» What is being asked: Filter out every line below that lacks "window", and copy the rest.

[Records excerpted from a collection]
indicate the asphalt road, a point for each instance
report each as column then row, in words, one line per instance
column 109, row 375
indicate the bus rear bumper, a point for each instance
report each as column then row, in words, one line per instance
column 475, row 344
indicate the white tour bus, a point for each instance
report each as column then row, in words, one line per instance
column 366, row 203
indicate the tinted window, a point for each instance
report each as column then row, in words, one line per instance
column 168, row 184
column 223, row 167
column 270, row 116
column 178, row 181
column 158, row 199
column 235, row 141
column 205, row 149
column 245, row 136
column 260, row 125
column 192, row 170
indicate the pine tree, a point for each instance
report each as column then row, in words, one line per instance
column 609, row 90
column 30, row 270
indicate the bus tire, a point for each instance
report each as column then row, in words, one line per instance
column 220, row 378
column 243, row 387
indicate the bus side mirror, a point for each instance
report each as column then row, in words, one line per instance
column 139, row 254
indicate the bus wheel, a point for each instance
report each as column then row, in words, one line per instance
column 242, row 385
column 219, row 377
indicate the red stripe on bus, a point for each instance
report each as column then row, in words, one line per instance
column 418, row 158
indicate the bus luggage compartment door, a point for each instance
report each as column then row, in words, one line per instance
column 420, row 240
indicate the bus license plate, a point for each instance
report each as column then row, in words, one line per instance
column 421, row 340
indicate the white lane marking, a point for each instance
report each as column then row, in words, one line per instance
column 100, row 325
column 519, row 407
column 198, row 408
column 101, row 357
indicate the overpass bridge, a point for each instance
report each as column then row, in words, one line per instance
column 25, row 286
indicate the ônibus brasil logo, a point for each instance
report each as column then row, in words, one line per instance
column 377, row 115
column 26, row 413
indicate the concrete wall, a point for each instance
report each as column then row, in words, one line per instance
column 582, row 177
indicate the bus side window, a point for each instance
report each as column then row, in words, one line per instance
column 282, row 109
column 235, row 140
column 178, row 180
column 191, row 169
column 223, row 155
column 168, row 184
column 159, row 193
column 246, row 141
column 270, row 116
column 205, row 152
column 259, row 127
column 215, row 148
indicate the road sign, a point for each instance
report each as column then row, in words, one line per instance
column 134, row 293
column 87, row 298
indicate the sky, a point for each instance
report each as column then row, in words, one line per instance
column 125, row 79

» Answer box:
indicate the tinted window, a point for each instance
indicate the bus side window, a point for each instance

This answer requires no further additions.